====== Records supplied

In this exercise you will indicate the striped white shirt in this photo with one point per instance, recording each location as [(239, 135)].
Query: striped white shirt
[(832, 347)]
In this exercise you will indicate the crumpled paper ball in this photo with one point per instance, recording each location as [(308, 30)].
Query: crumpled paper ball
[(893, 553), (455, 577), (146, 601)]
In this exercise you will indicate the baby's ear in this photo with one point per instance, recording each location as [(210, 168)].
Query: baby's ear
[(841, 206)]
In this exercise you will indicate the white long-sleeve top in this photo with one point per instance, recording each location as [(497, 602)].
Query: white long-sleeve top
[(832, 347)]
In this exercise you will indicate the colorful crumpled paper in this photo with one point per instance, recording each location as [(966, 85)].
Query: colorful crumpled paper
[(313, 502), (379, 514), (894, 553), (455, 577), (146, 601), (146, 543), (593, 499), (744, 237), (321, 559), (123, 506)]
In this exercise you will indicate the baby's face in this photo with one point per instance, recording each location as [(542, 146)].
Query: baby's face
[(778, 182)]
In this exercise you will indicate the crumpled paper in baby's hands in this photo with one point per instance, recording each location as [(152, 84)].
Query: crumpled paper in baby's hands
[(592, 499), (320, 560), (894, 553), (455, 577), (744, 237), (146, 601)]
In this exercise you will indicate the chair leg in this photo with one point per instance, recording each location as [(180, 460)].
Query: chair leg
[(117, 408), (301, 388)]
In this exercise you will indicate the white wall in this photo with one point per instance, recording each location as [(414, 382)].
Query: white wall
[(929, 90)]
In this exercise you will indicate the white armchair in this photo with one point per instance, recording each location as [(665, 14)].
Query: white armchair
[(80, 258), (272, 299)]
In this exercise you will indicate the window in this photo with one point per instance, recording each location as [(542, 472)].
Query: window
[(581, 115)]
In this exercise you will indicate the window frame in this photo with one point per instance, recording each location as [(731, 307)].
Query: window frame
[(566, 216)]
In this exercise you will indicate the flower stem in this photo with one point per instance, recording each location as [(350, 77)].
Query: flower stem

============

## What to do
Set out the data above as a numbered list, leaving out any blank lines.

## Result below
1. In this exercise you will indicate the striped white shirt in this photo with one point per instance, recording each location as [(239, 135)].
2. Query: striped white shirt
3. [(832, 347)]
4. In this exercise you will indicate the crumpled paper ball in this photo with one point per instance, recording each location as [(308, 30)].
5. Query: crumpled paper ball
6. [(893, 553), (455, 577), (146, 601)]
7. In this exercise you will indicate the baby's ear in this photo with one point per instance, recording each location as [(210, 168)].
8. Query: baby's ear
9. [(841, 206)]
10. In this exercise you will indicate the white long-sleeve top in this photo with one point per instance, recording each location as [(497, 602)].
11. Query: white long-sleeve top
12. [(832, 347)]
13. In this exercise you will indicate the colorful crumpled paper in this photo with one point per instance, recording each location as [(966, 85)].
14. Query: colorful crumpled paper
15. [(313, 502), (379, 514), (894, 553), (455, 577), (146, 601), (146, 543), (593, 499), (744, 237), (321, 559), (123, 506)]
16. In this exercise you will indicate the baby's face in this photo with one point per instance, recording each location as [(542, 146)].
17. Query: baby's face
18. [(778, 182)]
19. In this exercise you will indicate the crumpled paper in baby's hands in this photo with one point per instance, recording each location as [(152, 84)].
20. Query: crumpled paper in baby's hands
21. [(592, 499), (320, 560), (894, 553), (455, 577), (744, 237), (146, 601)]
22. In this exercise you will indicate the chair leg in this photo with one point per instance, recording each location as [(180, 460)].
23. Query: chair leg
24. [(117, 408), (301, 388)]
25. In this exercise you will indicate the white wall in this photo with one point per instance, recording each location as [(414, 382)].
26. Query: white wall
27. [(929, 90)]
28. In this exercise you will indicate the white armchair in this photo with one point per instance, recording each location as [(665, 14)].
29. Query: white armchair
30. [(80, 258), (272, 299)]
31. In this exercise you will indicate the window in this photo with one point per instance, recording each location as [(542, 472)].
32. Query: window
33. [(581, 115)]
34. In this exercise you will indicate the window frame in this photo with one point per instance, recording each location as [(731, 307)].
35. Query: window frame
36. [(566, 216)]
37. In this exercise you will indicate the flower stem in this photo with one point per instance, recording each location as [(350, 77)].
38. Query: flower stem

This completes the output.